— Saved data entries —
· · · ·
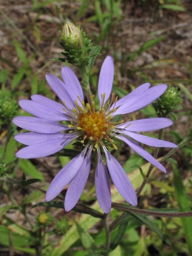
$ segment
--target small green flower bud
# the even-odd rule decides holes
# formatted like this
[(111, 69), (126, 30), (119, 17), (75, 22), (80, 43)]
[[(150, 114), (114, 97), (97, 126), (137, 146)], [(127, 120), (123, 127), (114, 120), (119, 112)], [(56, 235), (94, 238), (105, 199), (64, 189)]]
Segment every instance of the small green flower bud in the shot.
[(176, 120), (175, 114), (171, 112), (176, 108), (182, 108), (177, 104), (182, 101), (179, 97), (180, 92), (178, 92), (178, 88), (170, 85), (165, 92), (157, 100), (157, 104), (154, 106), (159, 117), (165, 117), (168, 114), (173, 116)]
[(79, 28), (68, 22), (62, 27), (61, 32), (61, 40), (65, 48), (67, 45), (71, 46), (74, 50), (82, 50), (82, 37)]
[(40, 223), (44, 224), (48, 220), (48, 216), (46, 213), (42, 213), (39, 216), (38, 220)]
[(0, 100), (0, 119), (3, 123), (6, 123), (17, 114), (16, 102), (8, 98)]

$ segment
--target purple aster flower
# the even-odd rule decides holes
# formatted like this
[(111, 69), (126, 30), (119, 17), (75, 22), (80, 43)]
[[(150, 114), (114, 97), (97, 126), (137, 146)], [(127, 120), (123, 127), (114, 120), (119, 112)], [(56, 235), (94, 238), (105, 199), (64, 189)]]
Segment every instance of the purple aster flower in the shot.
· · · ·
— YOUR GOAL —
Will you restate every entry word for word and omit the images?

— TASK RESPONSE —
$ segment
--target small green flower bud
# the even-odd rule decides holes
# formatted like this
[(111, 69), (126, 30), (119, 17), (75, 22), (80, 43)]
[[(150, 114), (114, 97), (97, 126), (137, 146)], [(127, 120), (123, 127), (114, 120), (119, 112)], [(56, 235), (94, 238), (105, 199), (64, 189)]]
Segment every instance of the small green flower bud in the shot.
[(176, 120), (175, 114), (171, 112), (176, 108), (182, 108), (177, 104), (182, 101), (179, 97), (180, 92), (178, 92), (178, 88), (170, 85), (165, 92), (157, 100), (157, 104), (154, 106), (159, 117), (165, 117), (168, 114), (173, 116)]
[(79, 28), (68, 22), (62, 27), (61, 32), (61, 40), (65, 48), (67, 45), (71, 46), (74, 50), (82, 50), (82, 37)]
[(40, 223), (44, 224), (48, 220), (48, 216), (46, 213), (42, 213), (39, 216), (38, 220)]
[(0, 100), (0, 119), (3, 123), (6, 123), (17, 114), (16, 102), (8, 98)]

$ segment
--target purple aster flower
# the even-odd rule decides holes
# formatted like this
[(111, 69), (126, 30), (119, 17), (75, 22), (80, 43)]
[[(150, 114), (114, 97), (97, 126), (137, 146)], [(127, 120), (123, 127), (114, 120), (119, 112)], [(56, 235), (94, 238), (105, 199), (64, 189)]]
Segment every instance of the purple aster flower in the shot.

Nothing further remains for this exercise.